(Coordinate annotation records)
-- -- --

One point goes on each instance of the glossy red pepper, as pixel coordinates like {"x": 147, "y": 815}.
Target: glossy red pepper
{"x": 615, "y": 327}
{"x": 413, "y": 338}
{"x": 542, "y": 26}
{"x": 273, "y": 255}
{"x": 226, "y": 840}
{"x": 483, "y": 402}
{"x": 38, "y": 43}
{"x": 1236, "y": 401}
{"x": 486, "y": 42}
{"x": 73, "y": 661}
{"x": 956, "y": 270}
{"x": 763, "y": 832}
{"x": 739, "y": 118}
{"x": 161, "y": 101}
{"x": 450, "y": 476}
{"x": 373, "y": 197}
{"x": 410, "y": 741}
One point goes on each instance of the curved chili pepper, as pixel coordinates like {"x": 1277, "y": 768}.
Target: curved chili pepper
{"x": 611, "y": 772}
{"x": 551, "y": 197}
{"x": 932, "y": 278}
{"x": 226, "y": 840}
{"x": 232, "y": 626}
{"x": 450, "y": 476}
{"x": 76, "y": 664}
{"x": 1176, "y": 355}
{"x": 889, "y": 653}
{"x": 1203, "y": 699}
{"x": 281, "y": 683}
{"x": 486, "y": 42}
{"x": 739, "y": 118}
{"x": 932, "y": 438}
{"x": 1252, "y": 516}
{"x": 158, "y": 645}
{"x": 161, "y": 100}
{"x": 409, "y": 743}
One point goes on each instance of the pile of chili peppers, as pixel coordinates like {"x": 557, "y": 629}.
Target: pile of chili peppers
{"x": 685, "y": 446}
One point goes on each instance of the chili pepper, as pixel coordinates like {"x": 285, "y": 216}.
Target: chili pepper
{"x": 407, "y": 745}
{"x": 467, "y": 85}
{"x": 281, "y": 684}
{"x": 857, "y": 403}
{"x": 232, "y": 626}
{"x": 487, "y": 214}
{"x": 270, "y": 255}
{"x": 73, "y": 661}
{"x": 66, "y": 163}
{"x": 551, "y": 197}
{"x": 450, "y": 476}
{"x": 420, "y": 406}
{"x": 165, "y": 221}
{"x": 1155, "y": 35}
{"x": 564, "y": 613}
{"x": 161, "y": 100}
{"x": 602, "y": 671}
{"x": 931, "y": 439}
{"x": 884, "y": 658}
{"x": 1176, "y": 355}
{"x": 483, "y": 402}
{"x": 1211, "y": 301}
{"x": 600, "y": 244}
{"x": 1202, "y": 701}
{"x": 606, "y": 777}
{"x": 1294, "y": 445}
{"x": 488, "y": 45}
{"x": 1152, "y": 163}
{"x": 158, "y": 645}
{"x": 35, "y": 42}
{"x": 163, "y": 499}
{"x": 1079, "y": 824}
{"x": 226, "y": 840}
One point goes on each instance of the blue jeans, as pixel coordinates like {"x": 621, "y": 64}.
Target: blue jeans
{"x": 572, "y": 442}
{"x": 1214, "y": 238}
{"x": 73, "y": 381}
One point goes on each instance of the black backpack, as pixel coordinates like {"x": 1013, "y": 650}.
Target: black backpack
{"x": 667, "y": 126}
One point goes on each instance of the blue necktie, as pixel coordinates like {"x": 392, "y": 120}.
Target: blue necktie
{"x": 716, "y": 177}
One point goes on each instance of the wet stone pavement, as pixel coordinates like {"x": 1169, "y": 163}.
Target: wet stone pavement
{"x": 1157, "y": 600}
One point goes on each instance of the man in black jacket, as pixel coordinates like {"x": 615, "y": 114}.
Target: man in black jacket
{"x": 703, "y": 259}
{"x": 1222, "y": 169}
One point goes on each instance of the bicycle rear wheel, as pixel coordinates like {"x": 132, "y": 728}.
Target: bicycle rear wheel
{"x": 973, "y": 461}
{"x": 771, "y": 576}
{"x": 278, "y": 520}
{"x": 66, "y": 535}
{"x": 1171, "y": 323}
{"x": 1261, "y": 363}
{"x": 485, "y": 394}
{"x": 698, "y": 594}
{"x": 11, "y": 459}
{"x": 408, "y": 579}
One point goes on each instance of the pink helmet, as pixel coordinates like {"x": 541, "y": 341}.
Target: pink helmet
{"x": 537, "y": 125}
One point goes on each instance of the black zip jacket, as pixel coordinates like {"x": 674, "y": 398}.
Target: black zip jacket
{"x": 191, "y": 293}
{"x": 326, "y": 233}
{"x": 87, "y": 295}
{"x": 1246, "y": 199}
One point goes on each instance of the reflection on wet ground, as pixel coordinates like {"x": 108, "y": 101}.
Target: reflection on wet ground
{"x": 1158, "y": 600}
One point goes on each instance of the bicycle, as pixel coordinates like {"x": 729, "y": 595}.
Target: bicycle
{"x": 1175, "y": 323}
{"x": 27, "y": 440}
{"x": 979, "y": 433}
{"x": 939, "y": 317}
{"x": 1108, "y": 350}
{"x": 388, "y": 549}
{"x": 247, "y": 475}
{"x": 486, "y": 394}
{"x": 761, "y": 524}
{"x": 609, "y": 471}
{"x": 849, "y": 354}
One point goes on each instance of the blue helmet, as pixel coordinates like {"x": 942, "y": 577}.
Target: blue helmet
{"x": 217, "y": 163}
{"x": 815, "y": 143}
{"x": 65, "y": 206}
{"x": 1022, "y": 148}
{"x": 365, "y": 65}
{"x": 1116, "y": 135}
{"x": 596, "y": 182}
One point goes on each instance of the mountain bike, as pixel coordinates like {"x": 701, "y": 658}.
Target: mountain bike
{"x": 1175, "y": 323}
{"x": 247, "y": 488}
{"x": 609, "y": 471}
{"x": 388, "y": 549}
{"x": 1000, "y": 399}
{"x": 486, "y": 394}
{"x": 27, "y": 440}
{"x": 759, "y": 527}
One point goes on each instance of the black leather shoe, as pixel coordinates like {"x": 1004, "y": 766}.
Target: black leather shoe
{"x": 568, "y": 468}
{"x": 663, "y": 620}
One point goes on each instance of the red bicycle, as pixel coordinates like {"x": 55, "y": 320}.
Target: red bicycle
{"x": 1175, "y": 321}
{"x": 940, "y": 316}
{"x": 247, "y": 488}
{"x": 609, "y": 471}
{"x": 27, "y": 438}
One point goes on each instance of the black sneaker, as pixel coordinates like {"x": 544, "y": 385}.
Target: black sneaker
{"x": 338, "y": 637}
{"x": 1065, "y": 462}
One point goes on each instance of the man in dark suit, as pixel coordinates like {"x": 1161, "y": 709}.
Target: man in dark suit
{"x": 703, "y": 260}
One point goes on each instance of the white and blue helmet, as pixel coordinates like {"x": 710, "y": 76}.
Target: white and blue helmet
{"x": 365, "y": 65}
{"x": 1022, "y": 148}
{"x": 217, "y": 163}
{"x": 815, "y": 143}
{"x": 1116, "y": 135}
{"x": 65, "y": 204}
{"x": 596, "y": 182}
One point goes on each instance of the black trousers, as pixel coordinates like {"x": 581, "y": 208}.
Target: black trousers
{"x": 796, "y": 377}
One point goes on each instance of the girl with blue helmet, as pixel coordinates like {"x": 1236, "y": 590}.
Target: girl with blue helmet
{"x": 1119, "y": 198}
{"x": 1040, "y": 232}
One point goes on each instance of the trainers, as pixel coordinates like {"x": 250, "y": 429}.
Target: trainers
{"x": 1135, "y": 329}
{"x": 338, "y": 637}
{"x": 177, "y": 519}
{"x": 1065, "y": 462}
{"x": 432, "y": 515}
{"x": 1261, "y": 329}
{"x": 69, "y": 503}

-- -- --

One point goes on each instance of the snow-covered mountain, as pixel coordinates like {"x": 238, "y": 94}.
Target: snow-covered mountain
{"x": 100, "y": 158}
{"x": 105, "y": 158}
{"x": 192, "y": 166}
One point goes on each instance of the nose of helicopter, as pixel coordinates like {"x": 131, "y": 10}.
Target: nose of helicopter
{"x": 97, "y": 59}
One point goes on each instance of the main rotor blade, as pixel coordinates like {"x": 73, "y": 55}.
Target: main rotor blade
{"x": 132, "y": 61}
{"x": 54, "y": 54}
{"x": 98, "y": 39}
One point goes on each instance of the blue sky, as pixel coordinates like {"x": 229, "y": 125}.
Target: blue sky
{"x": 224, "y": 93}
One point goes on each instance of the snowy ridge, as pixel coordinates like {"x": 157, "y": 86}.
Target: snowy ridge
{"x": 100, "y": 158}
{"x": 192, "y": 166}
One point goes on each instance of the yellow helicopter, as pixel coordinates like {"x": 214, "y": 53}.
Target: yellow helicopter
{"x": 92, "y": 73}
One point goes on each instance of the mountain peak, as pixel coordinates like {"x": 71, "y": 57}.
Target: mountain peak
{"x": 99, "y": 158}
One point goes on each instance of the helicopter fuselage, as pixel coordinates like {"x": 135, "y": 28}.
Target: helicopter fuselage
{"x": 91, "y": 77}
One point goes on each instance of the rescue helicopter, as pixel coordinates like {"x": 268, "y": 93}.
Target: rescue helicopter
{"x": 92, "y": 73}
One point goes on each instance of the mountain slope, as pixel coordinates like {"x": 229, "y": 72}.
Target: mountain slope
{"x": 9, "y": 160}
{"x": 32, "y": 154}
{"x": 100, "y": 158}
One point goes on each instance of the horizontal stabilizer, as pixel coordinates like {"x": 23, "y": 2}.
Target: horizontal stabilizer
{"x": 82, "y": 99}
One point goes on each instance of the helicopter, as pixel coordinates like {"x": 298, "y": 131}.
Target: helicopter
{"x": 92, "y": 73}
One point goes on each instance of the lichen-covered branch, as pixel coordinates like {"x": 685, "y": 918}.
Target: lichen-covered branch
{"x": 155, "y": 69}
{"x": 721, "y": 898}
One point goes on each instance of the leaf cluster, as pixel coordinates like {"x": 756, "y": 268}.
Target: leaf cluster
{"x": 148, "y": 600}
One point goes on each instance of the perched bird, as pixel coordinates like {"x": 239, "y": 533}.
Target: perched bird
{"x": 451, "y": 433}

-- -- --

**What you have to do**
Report each line of the items that contains the word "suit".

**Solution to this problem**
One point goes on each instance of the man in dark suit, as pixel coordinates like {"x": 1161, "y": 709}.
Target: man in dark suit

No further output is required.